AUFGABE:
Überarbeite den ausgewählten Abschnitt über den SMUV, indem du die Stelle von „Ende 1951 konstatierte“ bis einschließlich „den Kommunisten beherrscht.“ erneut wiedergibst und darin „Uhrenarbeiter“ durch „Uhrmacher“ ersetzt.

AUSGEWÄHLTER ABSCHNITT:
Während nach 1956 der SMUV systematisch kommunistische Mitglieder ausschloss, gab es schon früher Fälle, da Kommunisten entfernt wurden. Die Sektion Genf, die 5000 Mitglieder zählte, beschäftigte den Leitenden Ausschuss (LA) während Jahren. SMUV-Präsident Konrad Ilg, einer der Unterzeichner des Friedensabkommens, gab 1950 zu Protokoll, dass die PdA «bei den gewerkschaftlichen Funktionären die Erfüllung der kommunistischen Direktiven verlangt». Man müsse deshalb versuchen, den Sektionsvorstand «auf unsere gewerkschaftliche Linie zu bringen». Gelinge das nicht und würden das «kommunistische Treiben» und die «Zersetzungserscheinungen» weitergehen, müsste der Verband eventuell die Sektion auflösen.114

Ende 1951 konstatierte der Leitende Ausschuss: «Die kommunistischen Wühlereien der Partei der Arbeit in Genf sind bekannt. Unsere Sektion Genf ist überall von diesen Leuten durchsetzt. […] Die Kommunisten (PdA) machen nun alle Anstrengungen, um auch die Gruppe Uhrenarbeiter in ihre Hände zu bekommen. […] Die Entwicklung in Genf treibt einem kritischen Stadium entgegen.» Ilg schlug vor, gegen «Fehlbare» vorzugehen, während LA-Mitglied Ad. Grädel meinte, eine Warnung sei nötig, «bevor die Uhrenarbeiter verseucht sind und in einen Streik getrieben werden».115 Laut LA-Mitglied Arthur Steiner, der ab 1954 SMUV-Präsident war, sei die Genfer Sektion völlig von den Kommunisten beherrscht.

BEREITGESTELLTE DATEN:

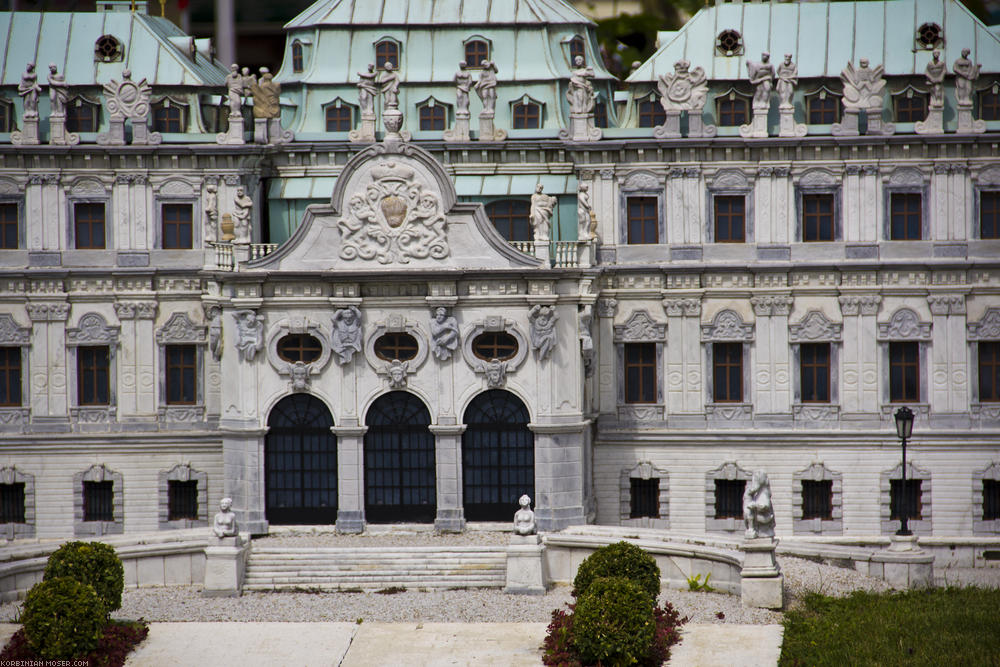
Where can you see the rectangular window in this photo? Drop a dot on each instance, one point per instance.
(640, 372)
(92, 371)
(181, 373)
(727, 372)
(729, 498)
(817, 499)
(904, 372)
(182, 500)
(644, 498)
(98, 501)
(817, 217)
(12, 503)
(904, 216)
(814, 372)
(730, 218)
(911, 498)
(989, 371)
(88, 224)
(643, 223)
(10, 376)
(8, 226)
(177, 226)
(989, 214)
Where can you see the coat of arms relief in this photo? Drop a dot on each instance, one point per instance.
(396, 219)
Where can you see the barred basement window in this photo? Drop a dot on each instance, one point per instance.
(729, 498)
(12, 503)
(182, 500)
(644, 498)
(817, 499)
(98, 498)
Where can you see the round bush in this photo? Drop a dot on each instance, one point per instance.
(619, 560)
(613, 623)
(63, 618)
(93, 563)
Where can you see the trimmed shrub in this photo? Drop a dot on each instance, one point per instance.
(63, 618)
(619, 560)
(614, 623)
(93, 563)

ERGEBNIS:
Ende 1951 konstatierte der Leitende Ausschuss: «Die kommunistischen Wühlereien der Partei der Arbeit in Genf sind bekannt. Unsere Sektion Genf ist überall von diesen Leuten durchsetzt. […] Die Kommunisten (PdA) machen nun alle Anstrengungen, um auch die Gruppe Uhrmacher in ihre Hände zu bekommen. […] Die Entwicklung in Genf treibt einem kritischen Stadium entgegen.» Ilg schlug vor, gegen «Fehlbare» vorzugehen, während LA-Mitglied Ad. Grädel meinte, eine Warnung sei nötig, «bevor die Uhrmacher verseucht sind und in einen Streik getrieben werden».115 Laut LA-Mitglied Arthur Steiner, der ab 1954 SMUV-Präsident war, sei die Genfer Sektion völlig von den Kommunisten beherrscht.